(Point localization data)
________________________________________

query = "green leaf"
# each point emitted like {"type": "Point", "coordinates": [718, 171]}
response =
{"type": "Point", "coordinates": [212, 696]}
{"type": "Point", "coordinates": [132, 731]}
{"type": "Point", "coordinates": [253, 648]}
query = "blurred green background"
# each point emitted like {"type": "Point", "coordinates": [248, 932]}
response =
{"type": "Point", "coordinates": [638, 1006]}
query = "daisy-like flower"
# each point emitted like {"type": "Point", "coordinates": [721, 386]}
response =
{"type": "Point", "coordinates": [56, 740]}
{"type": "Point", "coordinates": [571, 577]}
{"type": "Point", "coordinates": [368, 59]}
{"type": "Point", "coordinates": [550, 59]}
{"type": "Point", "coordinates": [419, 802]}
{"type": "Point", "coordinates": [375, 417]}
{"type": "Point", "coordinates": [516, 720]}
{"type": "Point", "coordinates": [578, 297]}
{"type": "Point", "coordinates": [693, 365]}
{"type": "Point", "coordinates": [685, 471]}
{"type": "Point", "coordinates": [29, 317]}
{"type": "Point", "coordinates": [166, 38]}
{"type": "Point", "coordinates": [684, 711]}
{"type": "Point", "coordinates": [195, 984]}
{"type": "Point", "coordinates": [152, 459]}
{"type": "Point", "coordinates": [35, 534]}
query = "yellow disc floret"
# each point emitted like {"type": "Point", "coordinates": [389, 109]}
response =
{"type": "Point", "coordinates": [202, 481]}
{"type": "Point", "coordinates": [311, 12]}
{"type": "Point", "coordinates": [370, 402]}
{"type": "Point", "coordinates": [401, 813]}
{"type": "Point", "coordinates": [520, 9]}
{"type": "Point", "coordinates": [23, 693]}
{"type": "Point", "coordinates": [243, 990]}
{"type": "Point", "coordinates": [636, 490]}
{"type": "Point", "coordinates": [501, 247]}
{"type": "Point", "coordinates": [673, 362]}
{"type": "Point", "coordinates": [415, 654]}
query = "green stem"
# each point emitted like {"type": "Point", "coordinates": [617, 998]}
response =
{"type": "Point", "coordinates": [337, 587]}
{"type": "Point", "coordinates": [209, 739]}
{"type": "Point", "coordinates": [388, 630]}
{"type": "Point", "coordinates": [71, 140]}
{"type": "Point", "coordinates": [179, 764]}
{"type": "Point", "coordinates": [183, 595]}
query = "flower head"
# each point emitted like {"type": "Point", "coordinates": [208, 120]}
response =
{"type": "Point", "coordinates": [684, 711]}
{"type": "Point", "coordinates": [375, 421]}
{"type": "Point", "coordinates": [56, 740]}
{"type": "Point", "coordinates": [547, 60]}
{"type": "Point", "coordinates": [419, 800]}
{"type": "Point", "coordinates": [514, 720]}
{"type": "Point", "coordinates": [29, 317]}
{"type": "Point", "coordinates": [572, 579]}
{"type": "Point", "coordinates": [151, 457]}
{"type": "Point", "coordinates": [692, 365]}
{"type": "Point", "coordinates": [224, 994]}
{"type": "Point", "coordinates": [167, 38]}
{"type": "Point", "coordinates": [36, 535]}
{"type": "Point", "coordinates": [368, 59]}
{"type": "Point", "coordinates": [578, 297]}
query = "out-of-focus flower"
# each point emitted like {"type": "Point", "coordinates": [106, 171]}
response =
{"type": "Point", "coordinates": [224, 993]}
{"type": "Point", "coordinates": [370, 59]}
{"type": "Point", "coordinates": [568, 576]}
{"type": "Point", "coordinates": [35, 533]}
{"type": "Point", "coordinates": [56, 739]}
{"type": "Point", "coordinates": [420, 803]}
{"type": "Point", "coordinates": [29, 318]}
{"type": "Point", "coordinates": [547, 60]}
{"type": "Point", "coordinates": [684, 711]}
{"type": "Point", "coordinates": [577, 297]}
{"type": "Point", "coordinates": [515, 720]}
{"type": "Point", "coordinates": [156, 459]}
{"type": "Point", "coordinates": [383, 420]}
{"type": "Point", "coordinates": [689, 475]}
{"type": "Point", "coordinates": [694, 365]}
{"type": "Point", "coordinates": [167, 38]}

________________________________________

- **ABOUT THIS EXERCISE**:
Copy every line of the records above that contains "query".

- **EXERCISE RESULT**:
query = "green leaf"
query = "blurred green background"
query = "daisy-like flower"
query = "yellow disc floret"
query = "green stem"
query = "flower head"
query = "out-of-focus flower"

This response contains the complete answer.